Your objective | Print the following entries without any change.

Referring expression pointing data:

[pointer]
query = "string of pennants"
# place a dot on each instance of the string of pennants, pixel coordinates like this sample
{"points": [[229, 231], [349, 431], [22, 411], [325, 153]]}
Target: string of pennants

Solution for this exercise |
[pointer]
query = "string of pennants"
# place a dot on each instance of the string of pennants, pixel coordinates like this sample
{"points": [[229, 231], [349, 431], [22, 411], [325, 153]]}
Target: string of pennants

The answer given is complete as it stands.